*Stated exercise A*
In the forum post about the injured cat, what was stuck on the kitten's face?

*Page*

# Cat injured, couldn't help it...



## beth1954 (May 19, 2004)

This is probably not the right forum for this, but I have to get this off my chest.
This morning on my way to work, I saw a kitty (about 1/2 grown) laying on the road. I thought it was dead. Just as I was passing by, he moved his tail!! I turned around to see how badly he was hurt. When I got back there, he was sitting up! He had a dog food can stuck on his face. It was pitiful. I thought it was one of those things that you see on TV, ya know? So I was going to try to get it off his face. He just sat there. I kind of snuck up on him and pulled it off real fast. I didn't stop to think how the can was kind of "flattened" on his little face. When I pulled it off, I was shocked beyond belief. I figured out what must have happened, was this poor little baby had his head half in the can. A car must have gone by and ran the can over--with his little face inside. The can was almost flattened, and on his face. When I pulled it off, he was bleeding rather heavily from all over his nose/"mug" area. I didn't know what to do and I was afraid he would tear me up if I tried to pick him up. I had a pillow case in my car and I was going to try to get him in the pillow case and take him to a vet. When I went back with the pillow case, I saw him running and he went underneath a house. He was limping, although it didn't really look as bad as a broken leg. I could not find him. I had to go to work, crying and crying about this little kitty. I could hardly stay at work today. Animal Control was going to go look for him.

[Some records]
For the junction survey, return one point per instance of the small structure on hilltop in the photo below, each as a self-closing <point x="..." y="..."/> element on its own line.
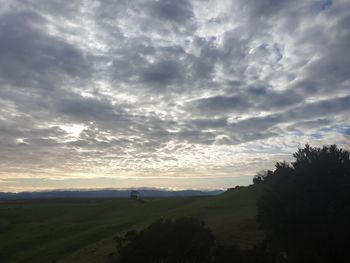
<point x="134" y="195"/>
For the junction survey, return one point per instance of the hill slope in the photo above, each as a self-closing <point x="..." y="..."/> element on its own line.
<point x="83" y="230"/>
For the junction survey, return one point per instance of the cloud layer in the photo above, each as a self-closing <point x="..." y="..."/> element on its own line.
<point x="188" y="94"/>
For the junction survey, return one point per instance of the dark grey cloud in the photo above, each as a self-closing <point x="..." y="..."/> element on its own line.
<point x="162" y="72"/>
<point x="150" y="87"/>
<point x="31" y="58"/>
<point x="179" y="12"/>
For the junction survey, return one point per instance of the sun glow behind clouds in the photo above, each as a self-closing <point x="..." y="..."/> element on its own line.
<point x="167" y="93"/>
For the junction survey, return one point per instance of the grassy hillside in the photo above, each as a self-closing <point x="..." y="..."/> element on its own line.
<point x="83" y="230"/>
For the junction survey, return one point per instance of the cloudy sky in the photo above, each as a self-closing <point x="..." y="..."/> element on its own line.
<point x="180" y="94"/>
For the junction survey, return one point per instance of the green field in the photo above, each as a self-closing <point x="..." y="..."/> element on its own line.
<point x="83" y="230"/>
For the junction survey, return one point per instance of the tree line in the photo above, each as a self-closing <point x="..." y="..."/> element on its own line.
<point x="304" y="211"/>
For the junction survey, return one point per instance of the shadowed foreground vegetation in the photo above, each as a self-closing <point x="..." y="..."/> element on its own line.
<point x="83" y="230"/>
<point x="299" y="212"/>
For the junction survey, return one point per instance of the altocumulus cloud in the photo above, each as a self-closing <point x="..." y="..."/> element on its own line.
<point x="167" y="93"/>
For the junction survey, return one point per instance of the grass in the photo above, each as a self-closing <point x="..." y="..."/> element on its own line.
<point x="83" y="230"/>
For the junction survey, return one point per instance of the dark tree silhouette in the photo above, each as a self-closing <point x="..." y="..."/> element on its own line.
<point x="305" y="210"/>
<point x="179" y="241"/>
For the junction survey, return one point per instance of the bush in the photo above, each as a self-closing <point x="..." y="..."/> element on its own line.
<point x="305" y="210"/>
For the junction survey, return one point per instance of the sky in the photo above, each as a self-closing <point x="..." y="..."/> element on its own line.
<point x="178" y="94"/>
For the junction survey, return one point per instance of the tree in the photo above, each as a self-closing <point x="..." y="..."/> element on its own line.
<point x="182" y="240"/>
<point x="305" y="209"/>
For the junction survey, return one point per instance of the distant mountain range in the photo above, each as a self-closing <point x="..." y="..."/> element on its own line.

*Stated exercise B*
Write out the records again from the line containing "the dark tree" through the end of the records, keeping every line, and add 81 to each coordinate in the answers.

*Expected answer A*
A dog food can.

*Expected answer B*
For the junction survey, return one point per instance of the dark tree silhouette in the photo above, each as a self-closing <point x="..." y="..."/> element on its own line.
<point x="386" y="291"/>
<point x="260" y="322"/>
For the junction survey, return one point per instance of the bush in the photo above, each as a self-closing <point x="..." y="..."/> element on its own line.
<point x="386" y="291"/>
For the junction survey, return one point per instance of the sky in the photo above, each as a self-closing <point x="..." y="..."/> element on its own line.
<point x="259" y="175"/>
For the junction survey, return one point per instance of the tree in the photo above, each as a self-closing <point x="..." y="..."/> element on its own line.
<point x="263" y="321"/>
<point x="386" y="290"/>
For the junction survey, return one point per instance of the distant mountain range in the photo above, each as a self-closing <point x="..." y="..."/> element on its own line.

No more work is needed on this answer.